-- Data for this task follows --

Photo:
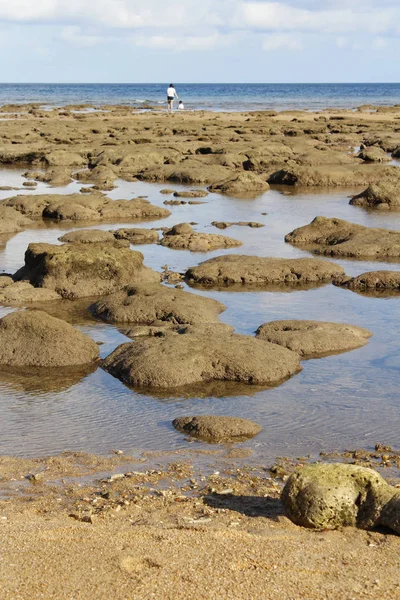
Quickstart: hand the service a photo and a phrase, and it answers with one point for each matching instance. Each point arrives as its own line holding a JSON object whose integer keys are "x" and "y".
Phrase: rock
{"x": 217, "y": 429}
{"x": 382, "y": 195}
{"x": 371, "y": 281}
{"x": 32, "y": 338}
{"x": 311, "y": 339}
{"x": 87, "y": 236}
{"x": 374, "y": 154}
{"x": 225, "y": 224}
{"x": 12, "y": 221}
{"x": 82, "y": 270}
{"x": 137, "y": 235}
{"x": 335, "y": 237}
{"x": 88, "y": 207}
{"x": 331, "y": 496}
{"x": 256, "y": 270}
{"x": 180, "y": 360}
{"x": 191, "y": 194}
{"x": 245, "y": 182}
{"x": 150, "y": 303}
{"x": 23, "y": 292}
{"x": 183, "y": 237}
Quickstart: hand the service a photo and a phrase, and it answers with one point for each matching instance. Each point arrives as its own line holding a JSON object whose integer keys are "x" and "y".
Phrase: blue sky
{"x": 199, "y": 40}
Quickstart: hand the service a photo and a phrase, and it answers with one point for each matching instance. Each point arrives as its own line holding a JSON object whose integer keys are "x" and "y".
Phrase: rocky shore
{"x": 83, "y": 526}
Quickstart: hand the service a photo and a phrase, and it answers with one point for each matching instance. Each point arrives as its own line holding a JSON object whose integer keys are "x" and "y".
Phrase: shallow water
{"x": 346, "y": 400}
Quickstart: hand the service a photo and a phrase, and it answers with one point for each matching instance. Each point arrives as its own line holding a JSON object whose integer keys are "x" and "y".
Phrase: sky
{"x": 193, "y": 41}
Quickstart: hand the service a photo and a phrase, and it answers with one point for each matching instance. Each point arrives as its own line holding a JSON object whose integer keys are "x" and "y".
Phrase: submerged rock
{"x": 314, "y": 338}
{"x": 335, "y": 237}
{"x": 33, "y": 338}
{"x": 181, "y": 360}
{"x": 331, "y": 496}
{"x": 81, "y": 270}
{"x": 183, "y": 237}
{"x": 217, "y": 429}
{"x": 149, "y": 303}
{"x": 370, "y": 281}
{"x": 240, "y": 269}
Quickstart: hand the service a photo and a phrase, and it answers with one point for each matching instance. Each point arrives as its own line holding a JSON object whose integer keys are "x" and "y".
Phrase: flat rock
{"x": 150, "y": 303}
{"x": 180, "y": 360}
{"x": 335, "y": 237}
{"x": 35, "y": 339}
{"x": 137, "y": 235}
{"x": 331, "y": 496}
{"x": 241, "y": 269}
{"x": 82, "y": 270}
{"x": 245, "y": 182}
{"x": 183, "y": 237}
{"x": 217, "y": 429}
{"x": 311, "y": 339}
{"x": 370, "y": 281}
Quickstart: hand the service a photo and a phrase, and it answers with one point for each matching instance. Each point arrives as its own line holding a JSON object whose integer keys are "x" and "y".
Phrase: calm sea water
{"x": 208, "y": 96}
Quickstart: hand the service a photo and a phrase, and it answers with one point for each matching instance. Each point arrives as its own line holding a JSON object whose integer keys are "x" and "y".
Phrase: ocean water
{"x": 208, "y": 96}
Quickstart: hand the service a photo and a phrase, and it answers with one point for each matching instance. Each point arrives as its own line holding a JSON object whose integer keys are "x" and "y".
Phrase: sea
{"x": 207, "y": 96}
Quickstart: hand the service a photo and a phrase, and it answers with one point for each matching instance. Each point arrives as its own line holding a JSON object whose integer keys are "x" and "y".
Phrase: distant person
{"x": 171, "y": 95}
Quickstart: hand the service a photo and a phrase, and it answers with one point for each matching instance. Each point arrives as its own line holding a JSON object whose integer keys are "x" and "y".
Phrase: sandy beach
{"x": 184, "y": 524}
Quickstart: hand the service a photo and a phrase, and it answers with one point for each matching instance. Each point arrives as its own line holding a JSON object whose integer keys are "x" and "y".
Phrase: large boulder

-- Data for this task concluded --

Please set down every line of the data above precisely, dropping the images.

Photo:
Quickstart: hand the service a photo and a phrase, and it answers with one point for each matching instance. Each point arrives as its own line holding a JSON object whose integer keys are "x" and "y".
Phrase: rock
{"x": 217, "y": 429}
{"x": 382, "y": 195}
{"x": 371, "y": 281}
{"x": 32, "y": 338}
{"x": 311, "y": 339}
{"x": 87, "y": 236}
{"x": 374, "y": 154}
{"x": 225, "y": 224}
{"x": 12, "y": 221}
{"x": 82, "y": 270}
{"x": 137, "y": 235}
{"x": 335, "y": 237}
{"x": 88, "y": 207}
{"x": 331, "y": 496}
{"x": 256, "y": 270}
{"x": 180, "y": 360}
{"x": 191, "y": 194}
{"x": 245, "y": 182}
{"x": 150, "y": 303}
{"x": 23, "y": 292}
{"x": 183, "y": 237}
Quickstart: hand the service a photo and a phrase, and it answers with one point for each matching instance. Each point arrives as its own line holding a JSON object whose integer keys are "x" and "y".
Phrase: blue sky
{"x": 199, "y": 40}
Quickstart: hand the service a photo and a phrase, and it answers with one point for each matching instance. Each point arrives as its own line holding a JSON object whose integer keys are "x" and "y".
Phrase: rocky shore
{"x": 83, "y": 526}
Quickstart: hand the service a photo and a phrase, and it answers with one point for each matching instance. Each point arrives as its own line holding a JSON object whose integer keys are "x" and "y".
Phrase: shallow water
{"x": 346, "y": 400}
Quickstart: hand the service a photo and a phrase, and it answers with one point for each matching instance. Each point arrives as its own line holding a JSON object whose integer keys are "x" and "y".
Phrase: sky
{"x": 193, "y": 41}
Quickstart: hand the service a photo and a phrase, and it answers with one point for each matching instance. Each point arrives as its own line holding a JSON object whose integer keys are "x" and "y".
Phrase: submerged rock
{"x": 314, "y": 338}
{"x": 335, "y": 237}
{"x": 33, "y": 338}
{"x": 181, "y": 360}
{"x": 331, "y": 496}
{"x": 81, "y": 270}
{"x": 183, "y": 237}
{"x": 217, "y": 429}
{"x": 149, "y": 303}
{"x": 370, "y": 281}
{"x": 240, "y": 269}
Quickstart: hand the service a photo and a phrase, and it answers with one point for each matching instance. Each point arrives as its own line holding a JSON object whose integer keys are "x" and "y".
Phrase: flat rock
{"x": 150, "y": 303}
{"x": 180, "y": 360}
{"x": 335, "y": 237}
{"x": 35, "y": 339}
{"x": 137, "y": 235}
{"x": 331, "y": 496}
{"x": 241, "y": 269}
{"x": 82, "y": 270}
{"x": 245, "y": 182}
{"x": 183, "y": 237}
{"x": 217, "y": 429}
{"x": 311, "y": 339}
{"x": 370, "y": 281}
Quickstart: hand the service a photo and a phrase, and it answers with one point for each matching instance. Each point arrives as its own line holding a JSON object whose integer keys are "x" and "y".
Phrase: calm sea water
{"x": 208, "y": 96}
Quickstart: hand the service a photo and a phrase, and it answers with one point for each matching instance. Each point arrives as its own line holding a JSON object whose integer keys are "x" and "y".
Phrase: ocean water
{"x": 208, "y": 96}
Quickstart: hand the service a photo and a phrase, and it answers with one point for each matching instance. Each point arrives as its own line holding a JSON object whose integer keys are "x" and "y".
Phrase: sea
{"x": 207, "y": 96}
Quickstart: hand the service a photo and a phrase, and it answers with one point for each matching instance. Each point arrives as its own line holding a JSON object whose integer keys are "x" and "y".
Phrase: distant person
{"x": 171, "y": 95}
Quickstart: hand the service a photo and a phrase, and it answers with one point for each matching instance. Each point arrives as its own line holding a JSON object whose integer keys are "x" and "y".
Phrase: sandy beach
{"x": 184, "y": 524}
Quickstart: hand the service a photo and a phrase, and it answers with one point for each matching instance. Each point arrives as its own line holding a JSON object whose integer keys are "x" and "y".
Phrase: large boulder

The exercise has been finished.